Count how many lines in the material below hold the word "headlight"; the reply is that number alone.

Start of Data provided

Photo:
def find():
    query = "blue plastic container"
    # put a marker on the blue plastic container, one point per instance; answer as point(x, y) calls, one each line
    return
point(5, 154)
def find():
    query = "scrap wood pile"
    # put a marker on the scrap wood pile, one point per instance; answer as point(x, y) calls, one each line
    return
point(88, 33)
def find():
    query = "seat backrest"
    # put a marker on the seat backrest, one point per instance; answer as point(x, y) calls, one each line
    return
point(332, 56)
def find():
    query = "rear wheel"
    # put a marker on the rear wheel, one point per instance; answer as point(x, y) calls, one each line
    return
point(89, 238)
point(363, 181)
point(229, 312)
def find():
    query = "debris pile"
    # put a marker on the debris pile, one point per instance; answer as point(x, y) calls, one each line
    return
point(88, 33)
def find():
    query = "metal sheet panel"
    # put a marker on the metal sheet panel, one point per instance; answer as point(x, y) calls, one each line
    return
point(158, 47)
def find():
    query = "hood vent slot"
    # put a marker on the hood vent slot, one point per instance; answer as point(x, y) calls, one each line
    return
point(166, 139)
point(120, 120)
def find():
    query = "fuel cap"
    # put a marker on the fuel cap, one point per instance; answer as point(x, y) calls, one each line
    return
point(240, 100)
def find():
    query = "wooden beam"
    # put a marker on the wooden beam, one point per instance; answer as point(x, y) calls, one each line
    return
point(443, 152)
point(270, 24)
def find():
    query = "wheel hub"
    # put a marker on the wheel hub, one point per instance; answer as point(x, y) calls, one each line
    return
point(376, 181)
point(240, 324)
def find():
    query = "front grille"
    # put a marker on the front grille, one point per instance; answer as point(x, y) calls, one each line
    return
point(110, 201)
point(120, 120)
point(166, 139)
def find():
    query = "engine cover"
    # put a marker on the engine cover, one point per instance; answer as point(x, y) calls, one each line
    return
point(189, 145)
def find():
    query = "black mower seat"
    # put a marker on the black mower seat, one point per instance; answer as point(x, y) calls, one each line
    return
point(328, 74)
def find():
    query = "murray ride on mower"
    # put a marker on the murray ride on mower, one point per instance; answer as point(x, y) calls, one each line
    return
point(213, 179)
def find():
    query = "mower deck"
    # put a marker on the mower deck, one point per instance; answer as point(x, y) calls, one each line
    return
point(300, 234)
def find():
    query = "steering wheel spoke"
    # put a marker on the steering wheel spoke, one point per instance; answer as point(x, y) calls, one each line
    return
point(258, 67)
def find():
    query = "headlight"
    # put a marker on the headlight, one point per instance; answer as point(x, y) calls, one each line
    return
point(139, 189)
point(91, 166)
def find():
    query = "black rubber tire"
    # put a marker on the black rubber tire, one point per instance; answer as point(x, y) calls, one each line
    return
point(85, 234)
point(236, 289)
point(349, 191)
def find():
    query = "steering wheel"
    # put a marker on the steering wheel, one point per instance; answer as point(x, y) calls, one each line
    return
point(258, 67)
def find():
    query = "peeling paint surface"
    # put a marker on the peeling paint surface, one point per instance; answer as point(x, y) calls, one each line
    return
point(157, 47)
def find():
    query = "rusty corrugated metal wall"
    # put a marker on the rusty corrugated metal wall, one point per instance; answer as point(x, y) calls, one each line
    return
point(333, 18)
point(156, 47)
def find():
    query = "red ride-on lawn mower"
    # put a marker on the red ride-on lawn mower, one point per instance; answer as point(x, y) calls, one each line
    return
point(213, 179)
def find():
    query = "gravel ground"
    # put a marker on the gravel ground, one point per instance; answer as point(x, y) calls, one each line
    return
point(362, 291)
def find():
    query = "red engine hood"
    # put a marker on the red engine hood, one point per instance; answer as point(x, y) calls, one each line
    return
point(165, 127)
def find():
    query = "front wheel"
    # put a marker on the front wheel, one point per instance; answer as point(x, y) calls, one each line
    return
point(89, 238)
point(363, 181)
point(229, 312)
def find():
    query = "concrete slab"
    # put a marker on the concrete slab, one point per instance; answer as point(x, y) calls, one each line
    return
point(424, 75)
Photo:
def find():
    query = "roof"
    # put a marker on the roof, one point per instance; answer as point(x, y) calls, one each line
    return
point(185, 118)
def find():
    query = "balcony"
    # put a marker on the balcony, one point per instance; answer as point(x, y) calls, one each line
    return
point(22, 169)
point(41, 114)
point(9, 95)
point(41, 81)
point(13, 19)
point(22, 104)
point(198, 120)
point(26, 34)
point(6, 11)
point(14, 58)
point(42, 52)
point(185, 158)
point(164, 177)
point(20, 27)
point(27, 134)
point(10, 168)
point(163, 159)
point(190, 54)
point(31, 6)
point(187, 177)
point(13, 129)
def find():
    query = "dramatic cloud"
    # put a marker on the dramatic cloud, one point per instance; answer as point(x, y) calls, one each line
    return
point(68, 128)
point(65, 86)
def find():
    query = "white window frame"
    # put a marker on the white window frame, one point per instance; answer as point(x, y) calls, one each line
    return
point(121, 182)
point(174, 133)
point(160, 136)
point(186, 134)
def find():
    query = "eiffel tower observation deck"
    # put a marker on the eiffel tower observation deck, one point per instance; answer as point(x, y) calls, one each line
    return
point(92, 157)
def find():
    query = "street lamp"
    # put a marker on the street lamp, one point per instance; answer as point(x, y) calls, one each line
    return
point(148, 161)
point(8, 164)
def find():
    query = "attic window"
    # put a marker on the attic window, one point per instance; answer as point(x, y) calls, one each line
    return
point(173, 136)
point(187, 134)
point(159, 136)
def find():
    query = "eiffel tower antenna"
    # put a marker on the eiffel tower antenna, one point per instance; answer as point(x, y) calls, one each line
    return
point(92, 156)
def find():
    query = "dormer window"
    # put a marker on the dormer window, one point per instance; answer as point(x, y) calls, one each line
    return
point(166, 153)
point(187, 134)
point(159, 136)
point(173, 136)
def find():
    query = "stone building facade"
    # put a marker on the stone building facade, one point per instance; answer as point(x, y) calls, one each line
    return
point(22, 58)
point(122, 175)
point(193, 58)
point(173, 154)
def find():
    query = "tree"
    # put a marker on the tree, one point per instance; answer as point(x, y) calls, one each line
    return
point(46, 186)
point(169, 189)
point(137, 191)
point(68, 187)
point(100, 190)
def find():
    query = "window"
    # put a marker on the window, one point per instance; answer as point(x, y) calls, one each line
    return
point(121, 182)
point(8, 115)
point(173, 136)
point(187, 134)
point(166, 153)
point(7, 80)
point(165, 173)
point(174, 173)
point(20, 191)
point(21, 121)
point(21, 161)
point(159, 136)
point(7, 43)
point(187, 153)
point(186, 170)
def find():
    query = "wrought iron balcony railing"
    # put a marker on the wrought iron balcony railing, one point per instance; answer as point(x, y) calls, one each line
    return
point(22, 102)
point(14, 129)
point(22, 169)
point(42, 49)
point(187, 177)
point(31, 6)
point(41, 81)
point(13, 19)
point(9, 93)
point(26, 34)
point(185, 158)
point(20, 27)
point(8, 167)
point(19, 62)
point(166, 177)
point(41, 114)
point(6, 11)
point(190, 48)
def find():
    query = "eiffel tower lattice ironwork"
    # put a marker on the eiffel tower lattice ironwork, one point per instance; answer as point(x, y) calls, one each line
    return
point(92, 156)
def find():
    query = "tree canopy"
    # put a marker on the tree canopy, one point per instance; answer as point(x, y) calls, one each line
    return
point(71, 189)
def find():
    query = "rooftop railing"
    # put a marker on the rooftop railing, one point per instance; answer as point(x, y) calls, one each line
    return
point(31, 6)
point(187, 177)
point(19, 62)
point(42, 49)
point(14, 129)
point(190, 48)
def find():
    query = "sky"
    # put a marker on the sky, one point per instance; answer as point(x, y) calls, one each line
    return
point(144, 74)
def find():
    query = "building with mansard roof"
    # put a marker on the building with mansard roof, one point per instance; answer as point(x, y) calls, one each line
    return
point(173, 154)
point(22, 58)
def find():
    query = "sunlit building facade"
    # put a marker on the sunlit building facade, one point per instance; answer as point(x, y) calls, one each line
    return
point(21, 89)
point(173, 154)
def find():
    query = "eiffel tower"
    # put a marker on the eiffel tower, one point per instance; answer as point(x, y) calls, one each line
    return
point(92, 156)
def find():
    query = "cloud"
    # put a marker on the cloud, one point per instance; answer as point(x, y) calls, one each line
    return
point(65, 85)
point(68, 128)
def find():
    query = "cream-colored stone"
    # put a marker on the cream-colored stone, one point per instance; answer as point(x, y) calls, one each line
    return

End of Data provided

Answer area -> 2